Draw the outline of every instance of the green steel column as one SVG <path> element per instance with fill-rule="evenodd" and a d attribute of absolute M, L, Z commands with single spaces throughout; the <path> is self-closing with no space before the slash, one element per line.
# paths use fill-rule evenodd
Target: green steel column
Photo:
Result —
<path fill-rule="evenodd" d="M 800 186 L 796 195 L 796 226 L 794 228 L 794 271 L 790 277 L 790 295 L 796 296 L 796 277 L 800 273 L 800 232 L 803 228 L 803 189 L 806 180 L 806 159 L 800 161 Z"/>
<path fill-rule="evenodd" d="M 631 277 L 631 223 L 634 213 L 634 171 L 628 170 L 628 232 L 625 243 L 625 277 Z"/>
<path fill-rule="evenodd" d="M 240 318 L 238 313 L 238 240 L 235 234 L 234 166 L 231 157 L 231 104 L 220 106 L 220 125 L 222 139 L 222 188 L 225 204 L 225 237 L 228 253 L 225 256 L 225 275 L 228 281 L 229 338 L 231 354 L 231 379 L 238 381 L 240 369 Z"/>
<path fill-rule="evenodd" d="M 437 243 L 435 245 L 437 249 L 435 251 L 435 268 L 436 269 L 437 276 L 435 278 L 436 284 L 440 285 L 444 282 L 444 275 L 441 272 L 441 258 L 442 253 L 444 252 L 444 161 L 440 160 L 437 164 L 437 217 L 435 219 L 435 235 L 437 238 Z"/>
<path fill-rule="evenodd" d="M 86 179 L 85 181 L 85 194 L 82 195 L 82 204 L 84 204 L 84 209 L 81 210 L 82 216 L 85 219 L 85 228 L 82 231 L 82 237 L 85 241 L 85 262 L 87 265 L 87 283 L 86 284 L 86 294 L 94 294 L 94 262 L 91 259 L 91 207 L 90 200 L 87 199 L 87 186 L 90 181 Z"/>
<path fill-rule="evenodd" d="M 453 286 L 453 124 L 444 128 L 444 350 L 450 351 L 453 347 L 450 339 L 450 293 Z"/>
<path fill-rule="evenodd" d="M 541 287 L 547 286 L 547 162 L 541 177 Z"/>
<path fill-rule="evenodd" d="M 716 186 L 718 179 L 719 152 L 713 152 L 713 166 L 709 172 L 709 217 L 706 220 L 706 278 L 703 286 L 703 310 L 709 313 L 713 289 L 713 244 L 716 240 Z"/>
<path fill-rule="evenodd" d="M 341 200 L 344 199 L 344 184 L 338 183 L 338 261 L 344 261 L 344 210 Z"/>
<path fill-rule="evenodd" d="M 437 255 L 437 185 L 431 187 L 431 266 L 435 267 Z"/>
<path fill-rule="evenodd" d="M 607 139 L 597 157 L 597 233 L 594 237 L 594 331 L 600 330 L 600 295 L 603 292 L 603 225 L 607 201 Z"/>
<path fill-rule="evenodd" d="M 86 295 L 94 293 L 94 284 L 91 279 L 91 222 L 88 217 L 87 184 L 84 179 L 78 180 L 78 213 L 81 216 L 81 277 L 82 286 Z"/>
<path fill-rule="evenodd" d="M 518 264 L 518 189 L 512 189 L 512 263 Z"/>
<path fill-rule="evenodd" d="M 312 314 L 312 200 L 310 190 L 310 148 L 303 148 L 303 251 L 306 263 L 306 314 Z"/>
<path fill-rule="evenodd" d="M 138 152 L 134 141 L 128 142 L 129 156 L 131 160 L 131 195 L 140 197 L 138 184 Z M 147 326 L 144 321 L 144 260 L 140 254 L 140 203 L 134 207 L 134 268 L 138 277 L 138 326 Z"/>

◆ CHALLENGE ◆
Reproduce every line of the material above verbatim, without altering any character.

◆ WRITTEN SOLUTION ◆
Draw the outline of every instance of the green steel column as one SVG <path> element per instance with fill-rule="evenodd" and a d attribute of absolute M, L, Z commands with single spaces throughout; the <path> is self-closing with no space before the slash, one element per line.
# paths use fill-rule evenodd
Target: green steel column
Photo:
Result —
<path fill-rule="evenodd" d="M 800 186 L 796 195 L 796 226 L 794 228 L 794 271 L 790 277 L 790 295 L 796 296 L 796 277 L 800 273 L 800 232 L 803 228 L 803 189 L 806 180 L 806 159 L 800 161 Z"/>
<path fill-rule="evenodd" d="M 631 277 L 631 223 L 634 213 L 634 171 L 628 170 L 628 232 L 625 243 L 625 277 Z"/>
<path fill-rule="evenodd" d="M 240 318 L 238 313 L 238 240 L 235 234 L 234 166 L 231 157 L 231 104 L 220 106 L 220 125 L 222 139 L 222 188 L 225 204 L 225 237 L 228 253 L 225 256 L 225 275 L 228 281 L 229 338 L 231 354 L 231 379 L 238 381 L 240 369 Z"/>
<path fill-rule="evenodd" d="M 437 243 L 435 245 L 437 249 L 435 251 L 435 268 L 436 269 L 437 276 L 435 278 L 436 284 L 440 285 L 444 282 L 444 275 L 441 272 L 441 258 L 442 253 L 444 252 L 444 161 L 440 160 L 437 164 L 437 217 L 435 219 L 435 235 L 437 238 Z"/>
<path fill-rule="evenodd" d="M 86 179 L 85 181 L 85 194 L 82 195 L 82 204 L 84 204 L 84 209 L 81 210 L 82 216 L 85 219 L 85 228 L 82 231 L 82 237 L 85 241 L 85 262 L 87 265 L 87 283 L 86 284 L 86 294 L 94 294 L 94 262 L 91 259 L 91 207 L 90 200 L 87 199 L 87 186 L 90 181 Z"/>
<path fill-rule="evenodd" d="M 453 286 L 453 124 L 444 128 L 444 350 L 450 351 L 453 347 L 450 339 L 450 293 Z"/>
<path fill-rule="evenodd" d="M 541 287 L 547 286 L 547 162 L 541 177 Z"/>
<path fill-rule="evenodd" d="M 716 186 L 718 179 L 719 152 L 713 152 L 713 166 L 709 172 L 709 217 L 706 220 L 706 278 L 703 286 L 703 310 L 709 313 L 713 289 L 713 244 L 716 240 Z"/>
<path fill-rule="evenodd" d="M 341 200 L 344 199 L 344 184 L 338 183 L 338 261 L 344 261 L 344 210 Z"/>
<path fill-rule="evenodd" d="M 437 255 L 437 185 L 431 187 L 431 266 L 435 267 Z"/>
<path fill-rule="evenodd" d="M 607 139 L 597 157 L 597 233 L 594 237 L 594 331 L 600 330 L 600 295 L 603 292 L 603 225 L 607 201 Z"/>
<path fill-rule="evenodd" d="M 86 295 L 94 293 L 94 284 L 91 279 L 91 222 L 88 217 L 87 184 L 84 179 L 78 180 L 78 213 L 81 216 L 81 277 L 82 286 Z"/>
<path fill-rule="evenodd" d="M 518 264 L 518 189 L 512 189 L 512 263 Z"/>
<path fill-rule="evenodd" d="M 312 314 L 312 200 L 310 190 L 310 148 L 303 148 L 303 251 L 306 263 L 306 314 Z"/>
<path fill-rule="evenodd" d="M 138 152 L 134 141 L 128 142 L 129 156 L 131 160 L 131 195 L 140 197 L 138 184 Z M 147 326 L 144 321 L 144 260 L 140 254 L 140 203 L 134 207 L 134 268 L 138 277 L 138 326 Z"/>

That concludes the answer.